Página
Segundo os organizadores, seriam necessários 3500 passos para percorrer a Watches and Wonders de uma ponta à outra. A maior e mais importante feira mundial de relojoaria reuniu 54 marcas, mais seis do que na edição anterior, incluindo Rolex, Patek Philippe, Cartier... quase todos os tubarões da indústria, assim como alguns dos relojoeiros mais pequenos e independentes, como a Ressence, Laurent Ferrier ou Charles Zuber, só para citar alguns nomes de que pouca gente ouviu falar. Com perto de 5000 retalhistas, colecionadores, jornalistas e convidados no evento, os ecos da Watches and Wonders chegaram a mais de 700 milhões de pessoas em todo o mundo, e quem sabe quantos negócios se realizaram ao longo dessa semana, porque o ambiente, diga-se, parecia francamente positivo.
Pela nossa parte, e com uma média de 12 mil passos diários, podemos afirmar que percorremos o salão de lés-a-lés várias vezes e conseguimos perceber que os relógios com cores vivas estão definitivamente na moda, especialmente em verde ou azul-celeste, ou que o tamanho dos modelos está a encolher. Em média uns dois milímetros em relação à geração anterior. Por outro lado, vêem-se cada vez mais turbilhões e todas as marcas que podem (e sabem) fazer relógios complicados estão decididas a mostrar toda a sua mestria, criando os modelos mais extraordinários que possam imaginar. É dessas obras-primas que vamos aqui falar.
Piaget e o turbilhão mais fino do que uma fatia de queijo
A Piaget celebra o 150º aniversário, e escolheu revisitar um dos seus elementos mais distintivos, os modelos ultrafinos. Foi em 1957 que a marca de La Côte-aux-Fées introduziu um calibre com 2 mm de espessura, o 9P, absolutamente revolucionário, e que viria a dar origem a vários movimentos semelhantes, incluindo um automático com apenas 2,3 mm, quase em seguida. Em 2018, o Piaget Altiplano Ultimate Concept voltava a medir 2mm, mas desta vez era todo o relógio que tinha essa espessura e já não apenas o movimento. Esse recorde já foi batido duas vez pela Bulgari – 1,8 e 1,7 mm − mas a proeza da Piaget para este ano consegue ser ainda mais surpreendente: voltamos a falar de um modelo com 2 mm, mas agora com a adição de um turbilhão, um mecanismo supercomplexo que não se percebe como cabe num espaço tão exíguo.
Piaget Altiplano Ultimate Concept Tourbillon: Contruído numa liga de Cobalto, o calibre 970P-UC funde-se com a caixa. O movimento continua automático, e com uma reserva de marca de 50 horas, apesar do turbilhão exigir mais 25% de energia para funcionar.

Entradas de um conjunto de dados de apontamento

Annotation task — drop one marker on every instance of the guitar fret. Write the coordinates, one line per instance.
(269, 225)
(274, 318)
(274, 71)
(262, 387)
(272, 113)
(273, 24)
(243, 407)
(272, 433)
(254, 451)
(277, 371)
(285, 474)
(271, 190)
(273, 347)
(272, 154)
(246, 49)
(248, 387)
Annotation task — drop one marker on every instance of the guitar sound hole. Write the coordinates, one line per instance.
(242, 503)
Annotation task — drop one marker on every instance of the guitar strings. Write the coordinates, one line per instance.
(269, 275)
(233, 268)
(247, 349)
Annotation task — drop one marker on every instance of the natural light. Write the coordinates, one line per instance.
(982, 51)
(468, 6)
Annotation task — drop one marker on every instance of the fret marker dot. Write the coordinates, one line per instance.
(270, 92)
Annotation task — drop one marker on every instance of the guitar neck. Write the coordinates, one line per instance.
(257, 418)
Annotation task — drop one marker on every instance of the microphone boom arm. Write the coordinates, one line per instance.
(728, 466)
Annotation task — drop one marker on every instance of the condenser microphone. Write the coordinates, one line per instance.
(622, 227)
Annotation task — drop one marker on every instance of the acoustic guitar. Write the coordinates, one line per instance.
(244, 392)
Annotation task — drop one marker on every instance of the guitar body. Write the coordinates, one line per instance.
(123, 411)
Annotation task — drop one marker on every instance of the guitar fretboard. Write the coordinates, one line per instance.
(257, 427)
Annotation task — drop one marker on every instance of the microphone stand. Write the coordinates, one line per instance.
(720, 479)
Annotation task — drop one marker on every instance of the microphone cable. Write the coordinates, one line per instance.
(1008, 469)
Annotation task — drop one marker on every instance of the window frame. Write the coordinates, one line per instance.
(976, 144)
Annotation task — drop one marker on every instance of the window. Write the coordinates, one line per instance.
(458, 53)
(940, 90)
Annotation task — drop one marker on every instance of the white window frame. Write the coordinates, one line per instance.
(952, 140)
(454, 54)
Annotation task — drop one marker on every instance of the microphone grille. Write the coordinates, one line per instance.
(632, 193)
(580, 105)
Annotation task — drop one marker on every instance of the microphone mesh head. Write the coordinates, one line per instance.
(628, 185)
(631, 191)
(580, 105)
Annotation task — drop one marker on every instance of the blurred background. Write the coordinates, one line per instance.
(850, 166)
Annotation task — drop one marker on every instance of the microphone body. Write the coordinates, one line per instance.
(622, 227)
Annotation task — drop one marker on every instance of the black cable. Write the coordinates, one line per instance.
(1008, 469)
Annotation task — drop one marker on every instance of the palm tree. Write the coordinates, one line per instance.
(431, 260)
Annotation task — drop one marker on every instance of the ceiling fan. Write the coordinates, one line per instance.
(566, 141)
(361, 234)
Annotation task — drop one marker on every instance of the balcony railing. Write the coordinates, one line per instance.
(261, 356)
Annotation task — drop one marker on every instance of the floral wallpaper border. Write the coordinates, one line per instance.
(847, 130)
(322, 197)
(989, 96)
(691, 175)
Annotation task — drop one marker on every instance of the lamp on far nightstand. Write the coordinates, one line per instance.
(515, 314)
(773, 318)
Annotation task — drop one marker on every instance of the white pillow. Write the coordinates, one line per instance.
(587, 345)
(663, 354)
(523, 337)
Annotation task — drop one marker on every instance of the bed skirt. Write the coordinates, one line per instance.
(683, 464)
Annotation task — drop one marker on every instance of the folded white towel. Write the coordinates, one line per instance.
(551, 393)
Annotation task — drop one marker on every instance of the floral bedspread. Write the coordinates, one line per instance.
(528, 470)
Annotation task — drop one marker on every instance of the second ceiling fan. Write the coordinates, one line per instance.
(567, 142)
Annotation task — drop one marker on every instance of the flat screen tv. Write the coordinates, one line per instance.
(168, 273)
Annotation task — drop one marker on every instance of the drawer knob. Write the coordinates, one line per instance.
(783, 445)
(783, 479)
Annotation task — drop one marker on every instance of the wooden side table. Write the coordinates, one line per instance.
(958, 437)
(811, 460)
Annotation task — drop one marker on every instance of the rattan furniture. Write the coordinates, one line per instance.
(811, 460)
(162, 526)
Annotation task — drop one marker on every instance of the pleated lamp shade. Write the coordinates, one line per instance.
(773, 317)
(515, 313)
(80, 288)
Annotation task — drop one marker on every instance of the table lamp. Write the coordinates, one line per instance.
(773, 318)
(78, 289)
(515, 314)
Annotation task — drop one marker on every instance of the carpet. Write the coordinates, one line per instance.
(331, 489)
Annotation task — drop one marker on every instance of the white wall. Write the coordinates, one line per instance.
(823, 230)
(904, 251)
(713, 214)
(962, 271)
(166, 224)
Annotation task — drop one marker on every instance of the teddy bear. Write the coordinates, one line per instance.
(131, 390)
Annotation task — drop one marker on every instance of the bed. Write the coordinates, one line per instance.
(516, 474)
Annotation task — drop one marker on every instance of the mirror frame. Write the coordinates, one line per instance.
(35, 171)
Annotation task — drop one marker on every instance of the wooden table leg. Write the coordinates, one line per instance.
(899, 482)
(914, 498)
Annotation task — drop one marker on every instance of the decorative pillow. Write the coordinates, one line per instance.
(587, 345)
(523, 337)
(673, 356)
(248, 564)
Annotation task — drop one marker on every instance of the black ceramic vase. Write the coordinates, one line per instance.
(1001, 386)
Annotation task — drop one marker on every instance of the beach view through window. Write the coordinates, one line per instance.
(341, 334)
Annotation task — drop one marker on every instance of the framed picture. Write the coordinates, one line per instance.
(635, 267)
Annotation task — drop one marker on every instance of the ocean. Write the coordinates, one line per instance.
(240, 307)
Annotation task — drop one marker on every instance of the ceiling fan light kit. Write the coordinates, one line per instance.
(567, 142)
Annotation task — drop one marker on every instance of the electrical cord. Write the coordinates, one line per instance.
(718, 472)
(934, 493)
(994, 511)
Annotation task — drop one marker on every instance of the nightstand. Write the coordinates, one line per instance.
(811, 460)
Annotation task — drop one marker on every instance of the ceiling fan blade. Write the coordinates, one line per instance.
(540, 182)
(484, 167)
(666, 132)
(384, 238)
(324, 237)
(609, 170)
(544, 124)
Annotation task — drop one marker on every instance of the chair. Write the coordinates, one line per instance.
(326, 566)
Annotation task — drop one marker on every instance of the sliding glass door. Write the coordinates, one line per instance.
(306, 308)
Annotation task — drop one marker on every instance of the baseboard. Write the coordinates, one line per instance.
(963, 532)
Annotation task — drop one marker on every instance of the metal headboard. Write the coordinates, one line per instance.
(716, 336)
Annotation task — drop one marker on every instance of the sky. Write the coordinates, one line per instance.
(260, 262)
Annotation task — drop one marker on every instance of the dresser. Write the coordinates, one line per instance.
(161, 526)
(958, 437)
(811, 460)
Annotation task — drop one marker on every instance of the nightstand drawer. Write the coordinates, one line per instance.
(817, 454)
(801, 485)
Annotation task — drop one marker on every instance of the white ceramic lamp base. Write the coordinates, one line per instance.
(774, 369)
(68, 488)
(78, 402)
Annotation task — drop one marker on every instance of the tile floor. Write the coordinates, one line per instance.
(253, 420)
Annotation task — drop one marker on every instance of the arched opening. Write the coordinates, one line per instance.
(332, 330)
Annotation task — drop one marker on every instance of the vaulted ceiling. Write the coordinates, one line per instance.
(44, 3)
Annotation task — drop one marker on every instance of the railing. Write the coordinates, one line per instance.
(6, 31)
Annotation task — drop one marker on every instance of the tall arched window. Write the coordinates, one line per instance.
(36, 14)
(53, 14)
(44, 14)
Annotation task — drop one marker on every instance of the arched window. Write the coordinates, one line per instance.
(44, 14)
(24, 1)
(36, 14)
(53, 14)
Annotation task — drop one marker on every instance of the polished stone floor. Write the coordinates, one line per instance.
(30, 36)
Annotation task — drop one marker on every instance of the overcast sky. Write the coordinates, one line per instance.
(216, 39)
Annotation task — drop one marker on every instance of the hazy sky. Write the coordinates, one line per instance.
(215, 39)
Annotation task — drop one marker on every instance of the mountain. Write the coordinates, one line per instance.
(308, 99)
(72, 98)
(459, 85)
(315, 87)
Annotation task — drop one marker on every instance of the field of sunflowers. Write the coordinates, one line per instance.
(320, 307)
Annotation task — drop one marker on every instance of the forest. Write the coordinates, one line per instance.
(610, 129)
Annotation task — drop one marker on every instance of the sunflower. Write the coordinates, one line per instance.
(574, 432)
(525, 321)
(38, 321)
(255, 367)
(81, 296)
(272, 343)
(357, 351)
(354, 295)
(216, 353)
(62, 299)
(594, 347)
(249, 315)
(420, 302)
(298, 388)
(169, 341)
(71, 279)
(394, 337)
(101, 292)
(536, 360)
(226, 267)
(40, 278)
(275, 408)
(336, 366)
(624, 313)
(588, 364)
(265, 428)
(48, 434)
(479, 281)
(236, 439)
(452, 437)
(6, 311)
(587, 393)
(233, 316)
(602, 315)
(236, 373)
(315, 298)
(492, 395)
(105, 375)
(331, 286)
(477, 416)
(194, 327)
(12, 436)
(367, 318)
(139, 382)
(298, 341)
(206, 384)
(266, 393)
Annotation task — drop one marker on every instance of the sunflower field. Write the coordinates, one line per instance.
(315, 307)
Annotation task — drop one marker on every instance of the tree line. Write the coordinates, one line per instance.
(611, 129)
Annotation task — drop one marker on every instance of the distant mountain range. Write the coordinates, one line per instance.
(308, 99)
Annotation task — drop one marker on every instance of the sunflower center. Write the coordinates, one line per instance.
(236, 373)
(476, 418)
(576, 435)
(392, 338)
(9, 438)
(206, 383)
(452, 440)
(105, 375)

Problemas a resolver
[A] Indique todos os relojoeiros mais pequenos e independentes que o artigo sobre a Watches and Wonders refere pelo nome.
[B] Cite o trecho do artigo sobre a Watches and Wonders que começa em "Pela nossa parte, e" e segue até "vamos aqui falar.", inclusive.
Os registos constituem material à parte, independente do artigo.

Soluções do exercício
[A] Ressence, Laurent Ferrier e Charles Zuber.

[B]
Pela nossa parte, e com uma média de 12 mil passos diários, podemos afirmar que percorremos o salão de lés-a-lés várias vezes e conseguimos perceber que os relógios com cores vivas estão definitivamente na moda, especialmente em verde ou azul-celeste, ou que o tamanho dos modelos está a encolher. Em média uns dois milímetros em relação à geração anterior. Por outro lado, vêem-se cada vez mais turbilhões e todas as marcas que podem (e sabem) fazer relógios complicados estão decididas a mostrar toda a sua mestria, criando os modelos mais extraordinários que possam imaginar. É dessas obras-primas que vamos aqui falar.